Task prompt:
Each line below should be reproduced without any alteration.

The input:
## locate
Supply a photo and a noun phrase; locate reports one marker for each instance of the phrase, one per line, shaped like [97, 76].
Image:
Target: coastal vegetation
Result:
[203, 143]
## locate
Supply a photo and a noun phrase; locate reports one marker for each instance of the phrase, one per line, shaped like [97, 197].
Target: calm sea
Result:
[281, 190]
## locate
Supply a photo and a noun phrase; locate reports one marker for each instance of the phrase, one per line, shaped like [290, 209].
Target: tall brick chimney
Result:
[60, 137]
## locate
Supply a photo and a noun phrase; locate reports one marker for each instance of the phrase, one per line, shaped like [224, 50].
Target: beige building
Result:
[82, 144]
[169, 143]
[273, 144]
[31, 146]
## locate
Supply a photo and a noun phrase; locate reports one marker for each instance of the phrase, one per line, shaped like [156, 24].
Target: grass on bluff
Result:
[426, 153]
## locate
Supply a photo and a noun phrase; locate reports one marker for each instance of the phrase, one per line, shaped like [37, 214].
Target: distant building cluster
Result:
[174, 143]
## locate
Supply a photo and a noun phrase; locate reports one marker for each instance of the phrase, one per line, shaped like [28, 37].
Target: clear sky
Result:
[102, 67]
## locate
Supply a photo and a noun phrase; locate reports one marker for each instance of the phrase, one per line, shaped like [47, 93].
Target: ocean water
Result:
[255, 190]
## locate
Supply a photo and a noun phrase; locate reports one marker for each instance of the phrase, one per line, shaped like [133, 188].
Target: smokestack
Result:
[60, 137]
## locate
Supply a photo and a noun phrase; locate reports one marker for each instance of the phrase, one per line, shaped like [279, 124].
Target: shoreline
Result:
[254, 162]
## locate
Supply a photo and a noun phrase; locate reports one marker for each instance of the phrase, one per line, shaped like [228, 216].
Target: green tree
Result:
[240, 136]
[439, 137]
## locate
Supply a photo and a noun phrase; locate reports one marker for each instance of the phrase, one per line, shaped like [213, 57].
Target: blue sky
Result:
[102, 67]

Response to this exercise:
## locate
Supply a photo and a noun phrase; locate reports one marker for each instance of the phrase, one per line, shaped like [97, 76].
Image:
Target: coastal vegetation
Result:
[203, 143]
## locate
Supply a photo and a noun phrase; locate reports one marker for each instance of the phrase, one per line, shaped like [97, 197].
Target: calm sea
Result:
[281, 190]
## locate
Supply a photo and a noun phrase; locate reports one marker for each instance of the phrase, one per line, shaped like [290, 209].
Target: tall brick chimney
Result:
[60, 137]
## locate
Supply a photo and a noun phrase; locate reports one marker for each instance of the phrase, one per line, shaped like [224, 50].
Target: beige building
Result:
[82, 144]
[169, 143]
[273, 144]
[31, 146]
## locate
Supply a photo and a noun phrase; locate reports one marker for each instance of the phrase, one per line, shaped like [156, 24].
Target: grass on bluff
Result:
[426, 153]
## locate
Supply a photo and a noun phrase; locate reports one marker for each instance of the phrase, one per line, shaped like [37, 214].
Target: distant building cluster
Result:
[174, 143]
## locate
Supply a photo and a noun phrase; locate reports one marker for each instance of the phrase, one per line, shaped like [28, 37].
Target: clear sky
Result:
[102, 67]
## locate
Supply a photo and a noun phrase; locate reports one marker for each instance of the phrase, one per line, shaped like [47, 93].
Target: ocean water
Result:
[255, 190]
## locate
Supply a photo and a noun phrase; locate reports one marker for each instance of the phrase, one per line, shaped like [133, 188].
Target: smokestack
Result:
[60, 137]
## locate
Supply a photo and a noun phrase; locate reports one marker for each instance of the phrase, one per line, shaped like [279, 124].
Target: shoreline
Result:
[254, 162]
## locate
Supply a photo and a noun phrase; locate reports one marker for each instance of the phrase, one per line, shaped like [228, 216].
Target: green tree
Result:
[240, 136]
[439, 137]
## locate
Supply a photo and a noun phrase; locate reports one marker for each instance of the phrase, one per line, shaped like [213, 57].
Target: blue sky
Result:
[102, 67]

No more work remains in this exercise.